ASSIGNMENT — An exact copy of every entry below is required, and no picture may appear in it.

Items from a dataset:
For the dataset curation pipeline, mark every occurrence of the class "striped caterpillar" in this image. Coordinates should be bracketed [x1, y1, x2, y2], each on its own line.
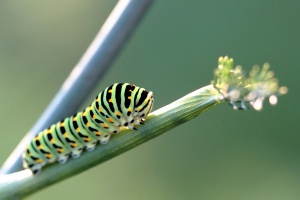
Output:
[22, 83, 154, 174]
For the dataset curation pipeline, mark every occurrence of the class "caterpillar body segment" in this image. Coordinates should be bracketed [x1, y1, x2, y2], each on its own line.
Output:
[22, 83, 154, 174]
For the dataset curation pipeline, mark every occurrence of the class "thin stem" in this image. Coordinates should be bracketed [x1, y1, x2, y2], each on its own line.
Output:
[0, 0, 154, 174]
[0, 85, 220, 199]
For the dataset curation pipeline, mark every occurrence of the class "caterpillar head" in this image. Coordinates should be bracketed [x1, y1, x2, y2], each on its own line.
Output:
[134, 90, 154, 119]
[125, 88, 154, 130]
[125, 90, 153, 130]
[118, 86, 154, 130]
[139, 91, 154, 117]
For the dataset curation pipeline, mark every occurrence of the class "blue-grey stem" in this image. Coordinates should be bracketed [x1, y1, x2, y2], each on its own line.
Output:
[0, 0, 154, 174]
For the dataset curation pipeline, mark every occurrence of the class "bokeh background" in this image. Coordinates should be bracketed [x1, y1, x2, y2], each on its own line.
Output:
[0, 1, 299, 199]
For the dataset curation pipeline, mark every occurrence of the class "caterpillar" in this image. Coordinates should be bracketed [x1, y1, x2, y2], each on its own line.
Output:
[22, 83, 154, 174]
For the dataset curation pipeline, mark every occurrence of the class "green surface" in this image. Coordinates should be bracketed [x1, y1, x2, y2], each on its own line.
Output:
[0, 1, 299, 200]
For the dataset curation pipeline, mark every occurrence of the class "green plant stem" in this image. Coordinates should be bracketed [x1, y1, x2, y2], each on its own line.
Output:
[0, 85, 220, 199]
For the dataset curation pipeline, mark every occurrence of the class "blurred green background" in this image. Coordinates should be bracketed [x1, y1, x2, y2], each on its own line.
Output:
[0, 1, 299, 199]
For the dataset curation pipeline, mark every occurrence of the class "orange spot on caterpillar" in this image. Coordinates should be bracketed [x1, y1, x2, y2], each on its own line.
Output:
[46, 154, 52, 159]
[86, 122, 90, 127]
[93, 115, 96, 119]
[60, 123, 64, 127]
[107, 118, 114, 123]
[50, 139, 55, 144]
[71, 143, 76, 147]
[58, 148, 63, 153]
[109, 99, 113, 103]
[76, 127, 80, 132]
[73, 117, 77, 121]
[101, 123, 108, 128]
[83, 112, 87, 117]
[95, 132, 101, 136]
[38, 145, 42, 149]
[63, 132, 67, 138]
[128, 96, 131, 100]
[108, 89, 112, 93]
[46, 129, 51, 134]
[36, 159, 43, 163]
[84, 138, 90, 142]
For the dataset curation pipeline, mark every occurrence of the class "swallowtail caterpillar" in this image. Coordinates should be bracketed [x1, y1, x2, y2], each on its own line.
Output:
[22, 83, 154, 174]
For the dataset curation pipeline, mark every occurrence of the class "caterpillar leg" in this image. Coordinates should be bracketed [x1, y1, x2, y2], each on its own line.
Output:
[85, 142, 97, 151]
[22, 159, 44, 175]
[57, 154, 70, 164]
[47, 156, 57, 164]
[71, 148, 84, 158]
[99, 134, 111, 144]
[133, 117, 145, 125]
[127, 124, 137, 130]
[126, 117, 146, 130]
[31, 165, 43, 175]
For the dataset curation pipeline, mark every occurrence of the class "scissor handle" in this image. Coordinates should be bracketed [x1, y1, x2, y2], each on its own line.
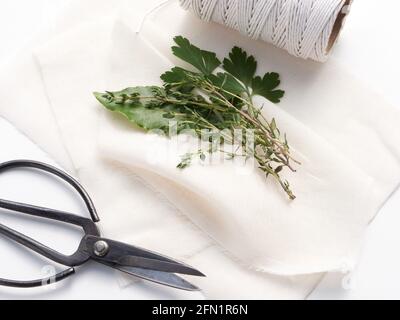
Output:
[0, 268, 75, 288]
[0, 160, 100, 222]
[0, 160, 100, 288]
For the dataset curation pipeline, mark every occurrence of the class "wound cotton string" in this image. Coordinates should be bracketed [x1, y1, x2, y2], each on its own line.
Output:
[180, 0, 353, 62]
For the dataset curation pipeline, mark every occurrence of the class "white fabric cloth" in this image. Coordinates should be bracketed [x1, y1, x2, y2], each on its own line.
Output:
[0, 0, 399, 299]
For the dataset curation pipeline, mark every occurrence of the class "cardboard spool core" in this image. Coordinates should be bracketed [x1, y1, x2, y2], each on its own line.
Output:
[327, 0, 352, 53]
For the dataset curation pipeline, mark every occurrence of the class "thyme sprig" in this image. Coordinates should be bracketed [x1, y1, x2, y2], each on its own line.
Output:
[94, 36, 299, 199]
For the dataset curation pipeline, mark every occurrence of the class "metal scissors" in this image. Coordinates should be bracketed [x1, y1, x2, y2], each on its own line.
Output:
[0, 160, 204, 291]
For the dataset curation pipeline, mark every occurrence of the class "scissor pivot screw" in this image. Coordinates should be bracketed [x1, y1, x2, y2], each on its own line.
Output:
[94, 240, 109, 257]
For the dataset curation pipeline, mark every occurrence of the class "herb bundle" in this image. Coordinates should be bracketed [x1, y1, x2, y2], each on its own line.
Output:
[94, 36, 299, 199]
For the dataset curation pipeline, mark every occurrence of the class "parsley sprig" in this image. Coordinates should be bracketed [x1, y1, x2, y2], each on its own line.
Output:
[94, 36, 299, 200]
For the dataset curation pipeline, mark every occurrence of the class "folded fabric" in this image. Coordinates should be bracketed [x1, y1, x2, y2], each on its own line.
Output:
[0, 0, 399, 299]
[97, 24, 374, 275]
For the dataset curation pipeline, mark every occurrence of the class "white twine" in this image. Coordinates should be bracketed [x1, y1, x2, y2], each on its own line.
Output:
[180, 0, 351, 62]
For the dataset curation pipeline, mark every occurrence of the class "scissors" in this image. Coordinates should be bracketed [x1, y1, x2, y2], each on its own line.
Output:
[0, 160, 204, 291]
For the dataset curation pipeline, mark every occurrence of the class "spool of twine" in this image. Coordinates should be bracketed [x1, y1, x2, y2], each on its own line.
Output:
[180, 0, 353, 62]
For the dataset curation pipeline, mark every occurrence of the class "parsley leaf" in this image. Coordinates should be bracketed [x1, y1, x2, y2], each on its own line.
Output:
[160, 66, 196, 93]
[252, 73, 285, 103]
[160, 66, 190, 84]
[172, 36, 221, 75]
[222, 47, 284, 103]
[208, 72, 245, 98]
[223, 46, 257, 87]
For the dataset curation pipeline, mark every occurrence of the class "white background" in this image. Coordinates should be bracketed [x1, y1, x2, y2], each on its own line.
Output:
[1, 0, 400, 300]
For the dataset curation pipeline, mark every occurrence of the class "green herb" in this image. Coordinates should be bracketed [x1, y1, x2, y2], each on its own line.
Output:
[94, 36, 299, 200]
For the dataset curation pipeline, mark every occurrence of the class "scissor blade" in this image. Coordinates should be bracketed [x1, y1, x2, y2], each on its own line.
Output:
[118, 255, 205, 277]
[114, 265, 200, 291]
[85, 236, 205, 280]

SOLUTION TO THE EXERCISE —
For the dataset curation pipeline, mark every occurrence of the class "striped caterpillar" in this image. Coordinates should be bracketed [x1, y1, x2, y2], each on its own line.
Output:
[22, 83, 154, 174]
For the dataset curation pipeline, mark every occurrence of the class "caterpillar body segment" in this image. Coordinates should be bracketed [x1, y1, x2, y2], each on its own line.
Output:
[22, 83, 154, 174]
For the dataset curation pipeline, mark every occurrence of the class "thin stem" in this image. Coordinates should be bracketed [x1, y1, x2, y2], each on its own line.
Output:
[0, 0, 154, 174]
[0, 85, 220, 199]
For the dataset curation pipeline, mark every occurrence of the class "caterpillar head" in this image. Coordinates should be bracketed [x1, y1, x2, y2], each on its own line.
Output:
[134, 90, 154, 119]
[125, 88, 154, 130]
[125, 90, 153, 130]
[118, 86, 154, 130]
[139, 91, 154, 117]
For the dataset curation pipeline, mark every occurrence of the class "blue-grey stem" in this image. Coordinates should be bracketed [x1, y1, x2, y2], each on its own line.
Output:
[0, 0, 154, 174]
For the dataset curation pipeline, mark every occurrence of the class "bokeh background" in this image. Coordinates should be bracketed [x1, y1, x2, y2], each on its own line.
Output:
[0, 1, 299, 199]
For the dataset curation pipeline, mark every occurrence of the class "caterpillar" in this image. Coordinates should be bracketed [x1, y1, x2, y2], each on its own line.
Output:
[22, 83, 154, 174]
For the dataset curation pipeline, mark every occurrence of the class "green surface" in this image. Coordinates should be bracketed [x1, y1, x2, y2], each on its own line.
Output:
[0, 1, 299, 200]
For the dataset curation pipeline, mark every occurrence of the class "green plant stem" in this image. Coordinates should be bracketed [x1, y1, x2, y2], each on its own line.
Output:
[0, 85, 220, 199]
For the dataset curation pipeline, mark every occurrence of the class "blurred green background" in this image. Coordinates should be bracketed [x1, y1, x2, y2], each on its own line.
Output:
[0, 1, 299, 199]
For the dataset curation pipeline, mark every occurrence of the class "orange spot on caterpillar" in this image. Coordinates should be bracketed [x1, y1, x2, y2], each on its own line.
Output:
[46, 154, 52, 159]
[86, 122, 90, 127]
[93, 115, 96, 119]
[60, 123, 64, 127]
[107, 118, 114, 123]
[50, 139, 55, 144]
[71, 143, 76, 147]
[58, 148, 63, 153]
[109, 99, 113, 103]
[76, 127, 80, 132]
[73, 117, 77, 121]
[101, 123, 108, 128]
[83, 112, 87, 117]
[95, 132, 101, 136]
[38, 145, 42, 149]
[63, 132, 67, 138]
[128, 96, 131, 100]
[108, 89, 112, 93]
[46, 129, 51, 134]
[36, 159, 43, 163]
[84, 138, 90, 142]
For the dataset curation pipeline, mark every occurrence of the class "swallowtail caterpillar" in this image. Coordinates should be bracketed [x1, y1, x2, y2], each on its own line.
Output:
[22, 83, 154, 174]
For the dataset curation pipeline, mark every occurrence of the class "caterpillar leg" in this image. Coordinates should be bracketed [x1, y1, x2, y2], each on its own line.
Output:
[85, 142, 97, 151]
[22, 159, 44, 175]
[57, 154, 70, 164]
[47, 156, 57, 164]
[71, 148, 84, 158]
[99, 134, 111, 144]
[133, 117, 145, 125]
[127, 124, 137, 130]
[126, 117, 146, 130]
[31, 165, 43, 175]
For the dataset curation pipeline, mark every occurrence of the class "scissor handle" in this image. Coordinates should be bracketed [x1, y1, x2, y2], each on its own line.
Output:
[0, 268, 75, 288]
[0, 160, 100, 222]
[0, 160, 100, 288]
For the dataset curation pipeline, mark every occurrence of the class "wound cotton string" in this image. Coordinates should be bracketed [x1, y1, x2, y2], each on its own line.
Output:
[180, 0, 353, 62]
For the dataset curation pipeline, mark every occurrence of the class "white fabric cloth" in this image. Coordinates should be bracketed [x1, y1, x2, y2], each on its own line.
Output:
[0, 0, 399, 299]
For the dataset curation pipeline, mark every occurrence of the class "cardboard spool core" in this image. Coordinates should be bracketed [x1, y1, x2, y2], each on its own line.
Output:
[327, 0, 352, 53]
For the dataset curation pipeline, mark every occurrence of the class "thyme sprig" in this image. Coordinates should be bracketed [x1, y1, x2, y2], each on its own line.
Output:
[94, 36, 299, 199]
For the dataset curation pipeline, mark every occurrence of the class "metal scissors" in this image. Coordinates should be bracketed [x1, y1, x2, y2], each on its own line.
Output:
[0, 160, 204, 291]
For the dataset curation pipeline, mark every occurrence of the class "scissor pivot screw" in this image. Coordinates should be bracketed [x1, y1, x2, y2], each on its own line.
Output:
[94, 240, 109, 257]
For the dataset curation pipeline, mark every occurrence of the class "herb bundle" in this image. Coordinates should be bracketed [x1, y1, x2, y2], each on its own line.
Output:
[94, 36, 299, 199]
For the dataset curation pipeline, mark every occurrence of the class "parsley sprig" in this image. Coordinates should be bracketed [x1, y1, x2, y2], each on its own line.
Output:
[94, 36, 299, 200]
For the dataset curation pipeline, mark every occurrence of the class "folded fabric" in this image. Coordinates should be bracketed [x1, y1, x2, y2], each on its own line.
Output:
[0, 0, 399, 299]
[97, 24, 374, 275]
For the dataset curation pipeline, mark every occurrence of the class "white twine" in this image. Coordinates should be bracketed [x1, y1, x2, y2], each on its own line.
Output:
[180, 0, 351, 62]
For the dataset curation pipeline, mark every occurrence of the class "scissors" in this image. Coordinates should be bracketed [x1, y1, x2, y2], each on its own line.
Output:
[0, 160, 204, 291]
For the dataset curation pipeline, mark every occurrence of the class "spool of twine" in this image. Coordinates should be bracketed [x1, y1, x2, y2], each on its own line.
Output:
[180, 0, 353, 62]
For the dataset curation pipeline, mark every occurrence of the class "parsley leaf" in this image. Coordinates should be bracketed [x1, y1, x2, y2], each on its own line.
Output:
[160, 66, 196, 93]
[252, 73, 285, 103]
[160, 66, 190, 84]
[172, 36, 221, 75]
[222, 47, 284, 103]
[208, 72, 245, 98]
[223, 46, 257, 87]
For the dataset curation pipeline, mark every occurrence of the class "white background" in this image. Coordinates should be bracketed [x1, y1, x2, y2], each on its own line.
Output:
[1, 0, 400, 300]
For the dataset curation pipeline, mark every occurrence of the class "green herb" in this image. Coordinates should be bracketed [x1, y1, x2, y2], each on its own line.
Output:
[94, 36, 299, 200]
For the dataset curation pipeline, mark every occurrence of the class "scissor blade" in this image. Coordinates should be bracketed [x1, y1, x2, y2], each on its own line.
Output:
[118, 255, 205, 277]
[114, 265, 200, 291]
[85, 236, 205, 280]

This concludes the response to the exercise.